Family Trips

Visiting Berkeley and Stanford 2022

Andrew Van Hook

Berkeley

When we first arrived, we wanted lunch, so we scouted some restaurants. Most were closed because it was the last day of Spring Break, but we found a place - Rose Pizzeria - that had a beautiful back patio off of University Boulevard. We drank Italian lemonade and ate a delicious brick oven pizza. Then drove up the hill to the Berkeley campus.

We drank Italian lemonade and ate a delicious brick oven pizza.

Berkeley's campus was beautiful, and it smelled like pine needles or dry spruce. It had a romantic feel, like an old citadel of knowledge from ancient world - especially with all the overgrowth that was covering the classical buildings.

The campus is on a hillside, and we hiked up higher and higher, getting a view of the entire bay and San Francisco in the distance. After taking a break at a coffee house, and calling Bob to check in, we drove up to the top of Grizzly Peak on Bob's suggestion. The view was spectacular.

Stanford

Stanford felt like a beautiful monestary for the world's smartest monks. While walking up to the main buildings and quads, we were caught in a sea of bicycles as students pedaled past on their way to class. Everyone was quiet, either in thought, or quietly chatting with a friend.

The architecture was a beautiful Spanish romanesque(?) with long arcades with columns and rounded arches, carvings everywhere on a sort of pinkish sandstone. When the sun appeared, the plazas were lit up like a movie.

Stanford felt like a beautiful monestary for the intelligencia.

* SUPPLIED INFORMATION *
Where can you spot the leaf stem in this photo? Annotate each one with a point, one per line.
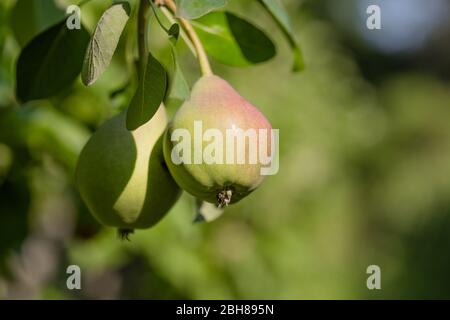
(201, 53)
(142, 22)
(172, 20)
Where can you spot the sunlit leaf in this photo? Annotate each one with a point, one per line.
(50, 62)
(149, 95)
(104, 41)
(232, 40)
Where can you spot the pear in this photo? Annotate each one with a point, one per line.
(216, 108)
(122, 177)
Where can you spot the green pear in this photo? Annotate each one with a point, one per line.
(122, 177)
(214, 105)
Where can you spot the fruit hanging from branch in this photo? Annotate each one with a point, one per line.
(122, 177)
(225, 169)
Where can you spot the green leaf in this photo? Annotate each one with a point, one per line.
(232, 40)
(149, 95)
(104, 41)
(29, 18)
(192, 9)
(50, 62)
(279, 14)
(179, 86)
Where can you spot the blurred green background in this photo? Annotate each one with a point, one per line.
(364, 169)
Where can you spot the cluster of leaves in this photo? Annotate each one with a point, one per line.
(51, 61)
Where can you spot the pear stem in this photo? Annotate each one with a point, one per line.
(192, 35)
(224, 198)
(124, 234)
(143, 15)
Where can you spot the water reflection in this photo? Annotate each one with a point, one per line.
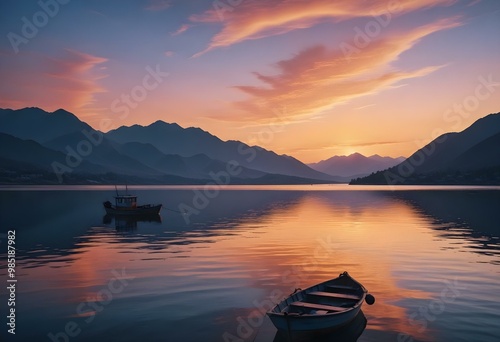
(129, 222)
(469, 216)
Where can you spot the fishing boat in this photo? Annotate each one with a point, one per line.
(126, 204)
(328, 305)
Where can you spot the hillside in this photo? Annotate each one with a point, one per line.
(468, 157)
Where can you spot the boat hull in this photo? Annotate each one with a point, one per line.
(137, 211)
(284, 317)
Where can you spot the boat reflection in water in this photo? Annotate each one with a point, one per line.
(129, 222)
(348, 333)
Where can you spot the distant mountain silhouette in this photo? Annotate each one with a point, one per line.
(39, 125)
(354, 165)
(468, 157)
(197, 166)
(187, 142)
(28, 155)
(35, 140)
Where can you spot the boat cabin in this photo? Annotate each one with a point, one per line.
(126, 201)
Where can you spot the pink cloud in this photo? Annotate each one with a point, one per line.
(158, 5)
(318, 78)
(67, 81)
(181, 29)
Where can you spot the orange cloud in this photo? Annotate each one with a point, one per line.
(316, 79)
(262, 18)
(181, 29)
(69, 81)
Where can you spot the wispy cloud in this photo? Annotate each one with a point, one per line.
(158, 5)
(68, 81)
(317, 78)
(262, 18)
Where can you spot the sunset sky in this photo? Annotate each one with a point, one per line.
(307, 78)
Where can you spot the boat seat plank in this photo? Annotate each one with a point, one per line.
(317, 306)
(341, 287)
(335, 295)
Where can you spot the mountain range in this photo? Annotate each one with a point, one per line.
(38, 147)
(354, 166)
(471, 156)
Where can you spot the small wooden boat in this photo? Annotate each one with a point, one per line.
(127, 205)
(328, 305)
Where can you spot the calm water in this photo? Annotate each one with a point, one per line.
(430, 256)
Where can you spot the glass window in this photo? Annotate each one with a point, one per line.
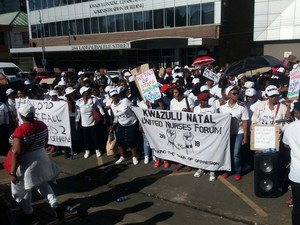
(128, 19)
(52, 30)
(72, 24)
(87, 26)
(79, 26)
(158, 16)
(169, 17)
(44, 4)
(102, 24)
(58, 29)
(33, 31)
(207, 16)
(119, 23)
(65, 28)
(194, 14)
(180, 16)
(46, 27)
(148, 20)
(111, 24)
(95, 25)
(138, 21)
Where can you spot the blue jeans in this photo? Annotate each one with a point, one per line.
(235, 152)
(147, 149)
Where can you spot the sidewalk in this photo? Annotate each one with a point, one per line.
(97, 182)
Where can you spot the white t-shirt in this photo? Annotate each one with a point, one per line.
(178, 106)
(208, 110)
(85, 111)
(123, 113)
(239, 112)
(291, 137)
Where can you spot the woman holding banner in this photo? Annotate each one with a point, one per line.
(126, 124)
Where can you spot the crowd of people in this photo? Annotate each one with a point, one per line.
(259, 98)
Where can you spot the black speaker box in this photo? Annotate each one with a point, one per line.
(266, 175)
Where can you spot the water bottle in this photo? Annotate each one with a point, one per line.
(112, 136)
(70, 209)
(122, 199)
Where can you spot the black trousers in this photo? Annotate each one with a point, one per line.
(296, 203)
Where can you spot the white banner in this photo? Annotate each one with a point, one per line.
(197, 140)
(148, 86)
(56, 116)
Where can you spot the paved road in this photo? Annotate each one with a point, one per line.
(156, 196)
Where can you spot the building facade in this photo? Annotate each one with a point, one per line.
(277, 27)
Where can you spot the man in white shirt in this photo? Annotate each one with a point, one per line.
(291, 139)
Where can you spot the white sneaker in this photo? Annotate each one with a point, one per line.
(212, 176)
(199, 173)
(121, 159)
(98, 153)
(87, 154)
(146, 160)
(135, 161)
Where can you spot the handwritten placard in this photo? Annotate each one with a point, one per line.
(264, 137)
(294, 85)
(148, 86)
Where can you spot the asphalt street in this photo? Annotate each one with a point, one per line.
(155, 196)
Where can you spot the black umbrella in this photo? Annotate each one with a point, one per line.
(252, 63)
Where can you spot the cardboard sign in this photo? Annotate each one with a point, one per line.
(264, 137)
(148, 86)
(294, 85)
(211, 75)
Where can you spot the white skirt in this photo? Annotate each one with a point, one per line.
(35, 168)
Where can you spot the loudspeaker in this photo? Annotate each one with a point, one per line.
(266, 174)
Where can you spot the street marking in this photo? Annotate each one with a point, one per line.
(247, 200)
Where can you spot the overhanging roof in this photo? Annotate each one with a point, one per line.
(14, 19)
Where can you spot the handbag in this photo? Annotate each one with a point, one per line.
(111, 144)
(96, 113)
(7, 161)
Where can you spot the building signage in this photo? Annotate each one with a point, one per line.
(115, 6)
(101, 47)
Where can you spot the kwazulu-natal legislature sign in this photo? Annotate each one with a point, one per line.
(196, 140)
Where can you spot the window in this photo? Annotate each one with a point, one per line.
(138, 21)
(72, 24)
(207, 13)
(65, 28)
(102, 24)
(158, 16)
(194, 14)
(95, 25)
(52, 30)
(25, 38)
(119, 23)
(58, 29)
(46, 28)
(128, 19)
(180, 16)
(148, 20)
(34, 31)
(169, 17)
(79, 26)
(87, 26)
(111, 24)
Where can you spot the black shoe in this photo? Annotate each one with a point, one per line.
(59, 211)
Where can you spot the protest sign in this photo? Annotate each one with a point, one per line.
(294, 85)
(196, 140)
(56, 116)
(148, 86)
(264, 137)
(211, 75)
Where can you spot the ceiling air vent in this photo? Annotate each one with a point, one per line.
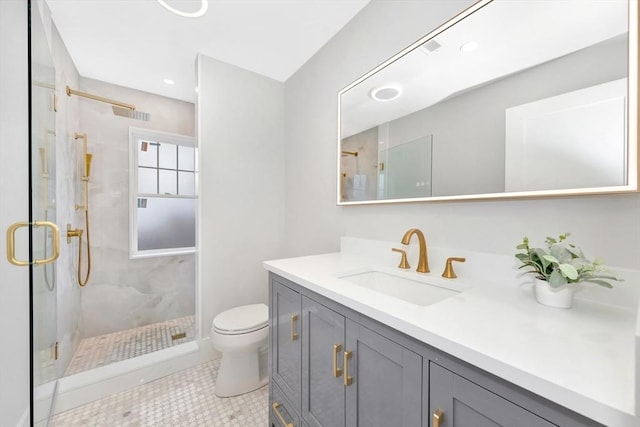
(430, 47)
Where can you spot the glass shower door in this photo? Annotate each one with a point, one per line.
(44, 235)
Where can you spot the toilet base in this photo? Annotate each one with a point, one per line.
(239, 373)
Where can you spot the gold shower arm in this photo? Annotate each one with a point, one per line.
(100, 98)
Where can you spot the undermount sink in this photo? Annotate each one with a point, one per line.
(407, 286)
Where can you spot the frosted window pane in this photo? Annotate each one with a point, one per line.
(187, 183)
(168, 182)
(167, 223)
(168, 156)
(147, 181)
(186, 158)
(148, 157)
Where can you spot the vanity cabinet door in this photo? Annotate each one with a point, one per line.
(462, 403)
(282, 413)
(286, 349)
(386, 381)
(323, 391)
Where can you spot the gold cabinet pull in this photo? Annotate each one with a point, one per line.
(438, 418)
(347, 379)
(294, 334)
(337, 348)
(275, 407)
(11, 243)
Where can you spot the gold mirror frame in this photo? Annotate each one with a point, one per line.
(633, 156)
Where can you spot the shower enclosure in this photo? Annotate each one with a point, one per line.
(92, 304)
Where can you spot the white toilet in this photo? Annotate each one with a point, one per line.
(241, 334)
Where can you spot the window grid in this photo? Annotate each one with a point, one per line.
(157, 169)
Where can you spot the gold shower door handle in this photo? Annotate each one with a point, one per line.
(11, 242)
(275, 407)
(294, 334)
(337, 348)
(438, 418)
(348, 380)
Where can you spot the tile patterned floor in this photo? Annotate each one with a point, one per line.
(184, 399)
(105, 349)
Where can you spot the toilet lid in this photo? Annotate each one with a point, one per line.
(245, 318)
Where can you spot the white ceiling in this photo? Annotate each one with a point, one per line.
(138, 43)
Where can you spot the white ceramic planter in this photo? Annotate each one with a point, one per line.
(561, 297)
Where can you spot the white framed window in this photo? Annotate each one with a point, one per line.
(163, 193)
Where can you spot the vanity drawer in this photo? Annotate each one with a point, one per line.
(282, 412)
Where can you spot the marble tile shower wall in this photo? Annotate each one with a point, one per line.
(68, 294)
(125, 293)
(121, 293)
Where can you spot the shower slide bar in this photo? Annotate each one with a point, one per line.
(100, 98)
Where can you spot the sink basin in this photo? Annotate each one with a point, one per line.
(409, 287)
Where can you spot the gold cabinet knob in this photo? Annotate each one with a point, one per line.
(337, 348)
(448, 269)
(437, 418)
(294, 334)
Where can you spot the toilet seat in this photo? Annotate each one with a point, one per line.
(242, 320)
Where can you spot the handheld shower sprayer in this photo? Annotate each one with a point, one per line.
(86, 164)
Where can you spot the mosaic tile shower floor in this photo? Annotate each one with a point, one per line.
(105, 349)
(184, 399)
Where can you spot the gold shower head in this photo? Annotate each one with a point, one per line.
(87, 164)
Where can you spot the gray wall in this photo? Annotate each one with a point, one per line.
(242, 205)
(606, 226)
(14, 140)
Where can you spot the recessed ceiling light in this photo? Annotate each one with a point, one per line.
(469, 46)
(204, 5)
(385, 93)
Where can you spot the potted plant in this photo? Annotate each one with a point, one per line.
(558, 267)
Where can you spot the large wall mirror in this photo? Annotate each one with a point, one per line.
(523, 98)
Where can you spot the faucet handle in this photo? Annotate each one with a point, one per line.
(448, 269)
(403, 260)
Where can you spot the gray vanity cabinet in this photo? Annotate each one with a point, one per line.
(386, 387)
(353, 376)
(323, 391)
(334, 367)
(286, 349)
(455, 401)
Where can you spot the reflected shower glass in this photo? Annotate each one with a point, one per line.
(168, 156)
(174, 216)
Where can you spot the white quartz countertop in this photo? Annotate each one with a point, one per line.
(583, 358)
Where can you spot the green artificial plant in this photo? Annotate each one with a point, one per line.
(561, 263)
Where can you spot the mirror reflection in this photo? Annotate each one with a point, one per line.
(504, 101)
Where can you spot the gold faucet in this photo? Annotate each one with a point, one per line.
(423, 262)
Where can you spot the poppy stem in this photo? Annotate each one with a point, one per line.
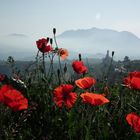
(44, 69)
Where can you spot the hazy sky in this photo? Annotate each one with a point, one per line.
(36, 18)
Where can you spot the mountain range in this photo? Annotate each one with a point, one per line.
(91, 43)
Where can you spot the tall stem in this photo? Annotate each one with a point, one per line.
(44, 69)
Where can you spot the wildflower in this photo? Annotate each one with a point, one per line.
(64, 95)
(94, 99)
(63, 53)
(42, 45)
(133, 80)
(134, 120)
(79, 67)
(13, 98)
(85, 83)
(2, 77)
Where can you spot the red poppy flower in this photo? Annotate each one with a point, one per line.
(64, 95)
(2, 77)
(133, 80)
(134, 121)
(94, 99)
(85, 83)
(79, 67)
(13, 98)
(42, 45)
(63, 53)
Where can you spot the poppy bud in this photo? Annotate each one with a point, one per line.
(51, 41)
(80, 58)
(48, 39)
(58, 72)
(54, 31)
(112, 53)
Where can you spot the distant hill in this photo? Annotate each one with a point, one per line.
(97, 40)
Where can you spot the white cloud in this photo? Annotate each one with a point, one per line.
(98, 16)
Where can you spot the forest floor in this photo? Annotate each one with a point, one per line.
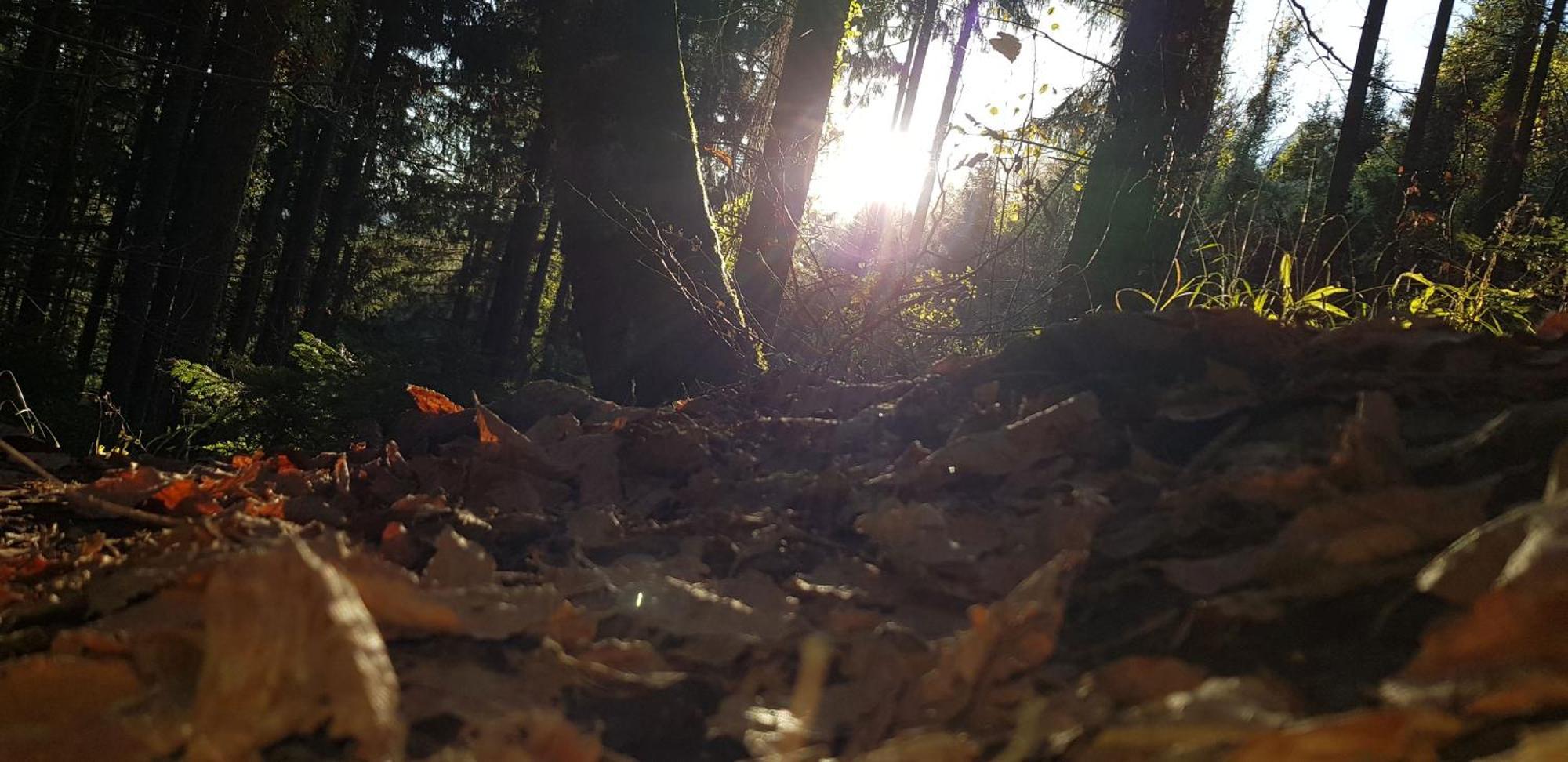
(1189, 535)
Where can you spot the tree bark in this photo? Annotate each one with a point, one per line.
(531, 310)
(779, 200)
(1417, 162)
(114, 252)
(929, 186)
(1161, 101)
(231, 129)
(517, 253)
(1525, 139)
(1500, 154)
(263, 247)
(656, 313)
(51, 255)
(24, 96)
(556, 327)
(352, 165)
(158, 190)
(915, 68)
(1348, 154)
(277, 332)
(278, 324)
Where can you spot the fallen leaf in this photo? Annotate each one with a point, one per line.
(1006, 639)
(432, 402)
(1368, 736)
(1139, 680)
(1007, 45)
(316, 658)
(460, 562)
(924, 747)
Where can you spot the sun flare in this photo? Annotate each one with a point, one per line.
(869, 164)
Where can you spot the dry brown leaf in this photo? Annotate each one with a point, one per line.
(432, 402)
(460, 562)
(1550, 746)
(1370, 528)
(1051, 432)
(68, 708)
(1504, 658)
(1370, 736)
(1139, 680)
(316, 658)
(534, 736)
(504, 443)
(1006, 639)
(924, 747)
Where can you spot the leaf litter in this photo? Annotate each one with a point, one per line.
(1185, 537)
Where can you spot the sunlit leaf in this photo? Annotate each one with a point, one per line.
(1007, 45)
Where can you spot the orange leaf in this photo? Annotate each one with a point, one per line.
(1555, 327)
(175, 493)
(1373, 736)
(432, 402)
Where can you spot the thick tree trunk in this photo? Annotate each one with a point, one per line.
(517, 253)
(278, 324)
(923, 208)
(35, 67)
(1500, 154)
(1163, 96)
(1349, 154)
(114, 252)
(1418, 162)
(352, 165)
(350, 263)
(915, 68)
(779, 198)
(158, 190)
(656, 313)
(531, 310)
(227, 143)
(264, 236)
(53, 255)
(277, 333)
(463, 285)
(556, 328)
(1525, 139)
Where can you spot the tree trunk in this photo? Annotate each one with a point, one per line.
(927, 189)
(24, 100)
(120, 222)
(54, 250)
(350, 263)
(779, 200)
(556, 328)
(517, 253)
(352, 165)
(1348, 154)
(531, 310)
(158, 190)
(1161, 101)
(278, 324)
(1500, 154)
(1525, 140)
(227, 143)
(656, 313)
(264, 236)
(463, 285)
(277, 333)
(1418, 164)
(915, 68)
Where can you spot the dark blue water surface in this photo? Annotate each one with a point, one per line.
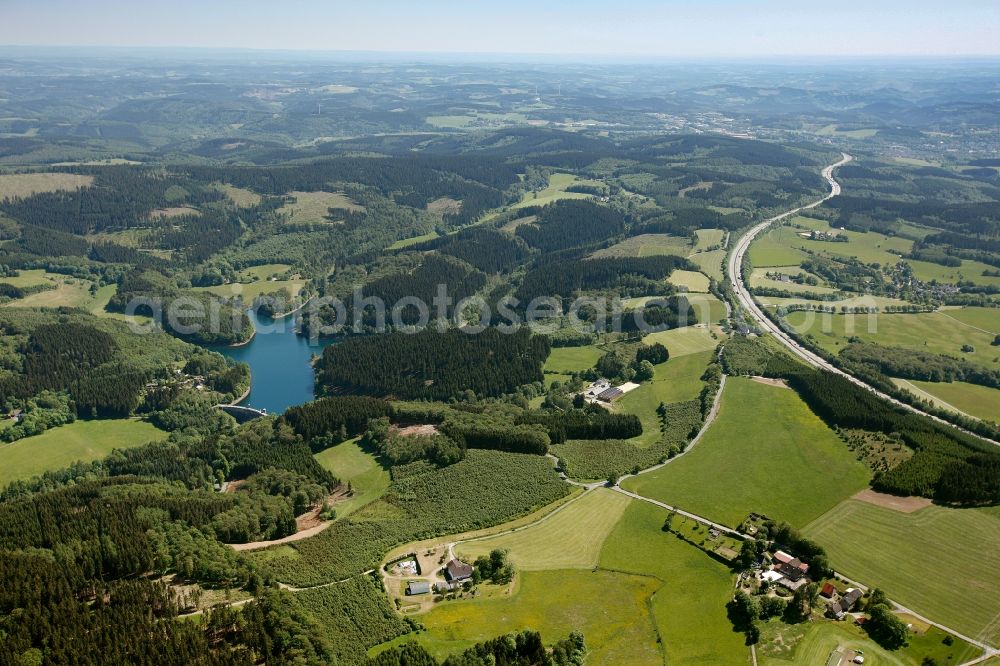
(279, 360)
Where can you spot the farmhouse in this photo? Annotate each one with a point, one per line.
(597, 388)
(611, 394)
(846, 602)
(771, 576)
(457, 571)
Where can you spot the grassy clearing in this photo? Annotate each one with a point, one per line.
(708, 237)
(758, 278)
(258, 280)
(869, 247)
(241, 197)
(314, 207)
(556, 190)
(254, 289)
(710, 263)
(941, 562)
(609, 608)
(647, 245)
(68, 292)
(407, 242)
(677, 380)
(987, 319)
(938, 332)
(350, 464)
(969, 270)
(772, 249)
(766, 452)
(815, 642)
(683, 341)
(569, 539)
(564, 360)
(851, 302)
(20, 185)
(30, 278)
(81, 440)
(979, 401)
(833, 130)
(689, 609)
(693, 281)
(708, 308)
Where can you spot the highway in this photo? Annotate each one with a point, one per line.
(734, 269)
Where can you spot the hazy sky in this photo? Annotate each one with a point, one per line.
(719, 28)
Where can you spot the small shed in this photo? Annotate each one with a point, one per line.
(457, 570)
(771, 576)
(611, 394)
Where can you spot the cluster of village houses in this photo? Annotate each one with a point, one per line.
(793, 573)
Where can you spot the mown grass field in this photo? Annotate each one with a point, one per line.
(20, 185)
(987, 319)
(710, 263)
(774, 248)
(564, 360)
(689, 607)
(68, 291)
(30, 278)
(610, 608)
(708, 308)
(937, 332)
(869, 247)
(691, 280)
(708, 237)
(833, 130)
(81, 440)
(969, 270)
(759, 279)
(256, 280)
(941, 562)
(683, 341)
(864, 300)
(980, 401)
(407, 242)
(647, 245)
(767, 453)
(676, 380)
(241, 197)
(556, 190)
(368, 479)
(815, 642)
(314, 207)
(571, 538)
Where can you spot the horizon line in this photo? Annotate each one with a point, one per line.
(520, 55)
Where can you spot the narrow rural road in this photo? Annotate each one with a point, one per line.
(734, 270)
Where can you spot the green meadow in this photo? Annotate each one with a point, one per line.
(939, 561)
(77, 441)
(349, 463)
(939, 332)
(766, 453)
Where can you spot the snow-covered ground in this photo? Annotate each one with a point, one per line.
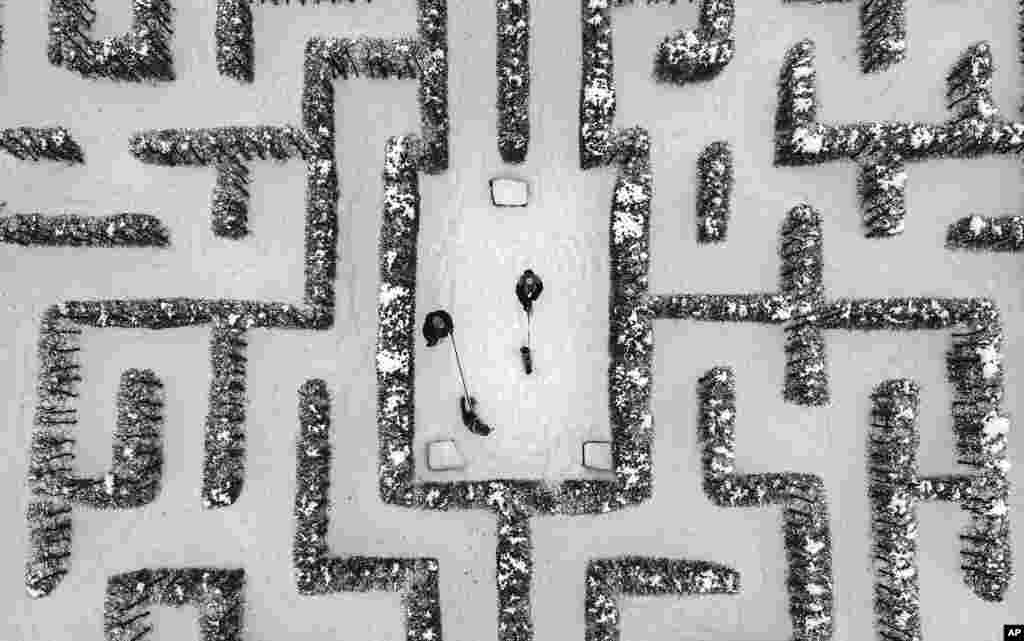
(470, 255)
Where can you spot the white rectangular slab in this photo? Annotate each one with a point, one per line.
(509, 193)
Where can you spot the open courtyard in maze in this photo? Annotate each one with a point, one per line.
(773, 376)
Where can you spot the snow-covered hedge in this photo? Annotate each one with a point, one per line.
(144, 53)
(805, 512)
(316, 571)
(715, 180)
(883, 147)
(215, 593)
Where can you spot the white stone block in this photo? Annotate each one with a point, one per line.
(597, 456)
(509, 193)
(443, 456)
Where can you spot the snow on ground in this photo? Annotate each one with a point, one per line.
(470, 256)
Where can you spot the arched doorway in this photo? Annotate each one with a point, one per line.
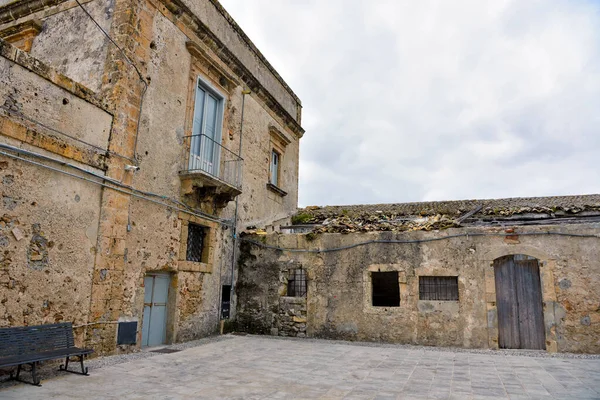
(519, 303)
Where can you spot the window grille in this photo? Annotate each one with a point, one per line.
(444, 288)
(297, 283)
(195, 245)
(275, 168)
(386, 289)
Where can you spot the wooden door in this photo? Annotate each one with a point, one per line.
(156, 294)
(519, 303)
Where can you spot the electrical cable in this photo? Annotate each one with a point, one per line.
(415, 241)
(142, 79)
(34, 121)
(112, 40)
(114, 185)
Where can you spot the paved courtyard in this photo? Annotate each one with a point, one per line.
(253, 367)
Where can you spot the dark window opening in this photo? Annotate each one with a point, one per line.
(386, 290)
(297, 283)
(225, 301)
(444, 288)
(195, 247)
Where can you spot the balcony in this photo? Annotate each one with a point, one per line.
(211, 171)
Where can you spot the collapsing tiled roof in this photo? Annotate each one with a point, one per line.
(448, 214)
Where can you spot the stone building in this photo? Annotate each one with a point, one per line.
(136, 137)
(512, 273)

* EXERCISE INSTRUCTIONS *
A: According to the trip account, why were most restaurants in Berkeley closed when the family first arrived?
B: Reproduce the stretch of the trip account from "Stanford felt like a beautiful monestary for the world's" through "like a movie.".
C: List the features of Stanford's architecture that the trip account names.
The records above are separate material and are not part of the trip account.

* COMPLETE ANSWERS *
A: It was the last day of Spring Break.

B:
Stanford felt like a beautiful monestary for the world's smartest monks. While walking up to the main buildings and quads, we were caught in a sea of bicycles as students pedaled past on their way to class. Everyone was quiet, either in thought, or quietly chatting with a friend.

The architecture was a beautiful Spanish romanesque(?) with long arcades with columns and rounded arches, carvings everywhere on a sort of pinkish sandstone. When the sun appeared, the plazas were lit up like a movie.

C: Long arcades, columns, rounded arches, and carvings on a pinkish sandstone.